Akademik

Weltmusik - Neuen musikalischen Erfahrungen auf der Spur
Weltmusik - Neuen musikalischen Erfahrungen auf der Spur
 
Für die einen ist »Weltmusik« die friedliche Koexistenz von Musiken aller Kulturen, für andere das weltweite Monopol der europäischen Kunstmusik, für dritte ist es die Idee einer weltumfassenden neuen Musik und wieder andere sprechen von einer bereichernden Vermischung von Musiken verschiedener Kulturen. Der schillernde Begriff der »Weltmusik« (»world music«) ist seit Anfang des 20. Jahrhunderts im Gespräch.
 
Um 1900 sah man überall in Europa die Musik, wie der französische Komponist Camille Saint-Saëns damals formulierte, »an die Grenze ihrer Entwicklungsphase angelangt; die Tonalität, welche die moderne Harmonie erzeugt hat, ringt mit dem Tode.« Unterschiedliche Auswege wurden erprobt, darunter auch die Vision einer musikalischen Regeneration durch den Orient und einer bevorstehenden Epoche der Exotik, der »Weltmusik«. Seit dem regen Interesse der französischen Impressionisten an Fernöstlichem als Legitimation des eigenen Musikstils lässt eine enorme Spannbreite - vom Südseeschlager über die Verpoppung balinesischer Volksmusik bis hin zur Internationalisierung der Avantgardemusik - die erheblichen Auswirkungen der Hinwendung zu außereuropäischer, ethnischer Musik erkennen.

### Gezeigtes Material
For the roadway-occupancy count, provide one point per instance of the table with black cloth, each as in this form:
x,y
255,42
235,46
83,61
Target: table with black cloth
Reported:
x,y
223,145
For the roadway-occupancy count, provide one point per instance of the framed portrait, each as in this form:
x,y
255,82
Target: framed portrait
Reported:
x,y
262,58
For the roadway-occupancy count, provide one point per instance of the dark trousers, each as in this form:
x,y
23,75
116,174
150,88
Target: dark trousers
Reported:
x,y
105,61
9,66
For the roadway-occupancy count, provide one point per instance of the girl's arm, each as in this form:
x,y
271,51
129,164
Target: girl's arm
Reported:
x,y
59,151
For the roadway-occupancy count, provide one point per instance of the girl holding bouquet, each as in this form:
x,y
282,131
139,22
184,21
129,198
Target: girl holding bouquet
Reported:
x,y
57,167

### Kurze Aufgabe 1
Beantworten Sie zum Text über Weltmusik diese Fragen:
(a) Seit wann ist der Begriff »Weltmusik« im Gespräch?
(b) Welcher Komponist wird mit den Worten zitiert, die Tonalität »ringt mit dem Tode«?
(c) Wozu diente den französischen Impressionisten ihr Interesse an Fernöstlichem?
### Kurze Aufgabe 2
Knüpfen Sie an den Text über Weltmusik an und schreiben Sie ihn nach seinem letzten Satz weiter.

### Lösung 1
(a) Seit Anfang des 20. Jahrhunderts.
(b) Der französische Komponist Camille Saint-Saëns.
(c) Als Legitimation des eigenen Musikstils.

### Lösung 2
Im Zeitalter der technischen Reproduzierbarkeit von Musik kann jede Musikart an jedem beliebigen Ort zu jeder beliebigen Zeit gehört und verarbeitet werden. Die Tendenz zur interkulturellen Musikaneignung signalisiert grundsätzliche Veränderungen im Musik- und Weltverständnis des ausgehenden Jahrhunderts. Doch handelt es sich in den seltensten Fällen um wirkliche Wechselwirkungen, sondern überwiegend um Integration von anderen, »fremden« Musikrichtungen, wie auch schon in früheren Jahrhunderten. Exotische Zutaten wie in Giacomo Puccinis »Madame Butterfly«, Adaptation früher Jazzformen in der Kunstmusik der Zwanzigerjahre, der Folklore-Idiomatik bei Béla Bartók, Montage beziehungsweise Sampling verschiedenster Musiken, wie in Karlheinz Stockhausens »Hymnen für elektronische und konkrete Klänge« (1996/97): Bei all diesen unterschiedlichen weltmusikalischen Aneignungsweisen wird »Fremdes« in musikalische und geistige Zusammenhänge integriert, die nicht originär, sondern in gewisser Weise verfälschend sind.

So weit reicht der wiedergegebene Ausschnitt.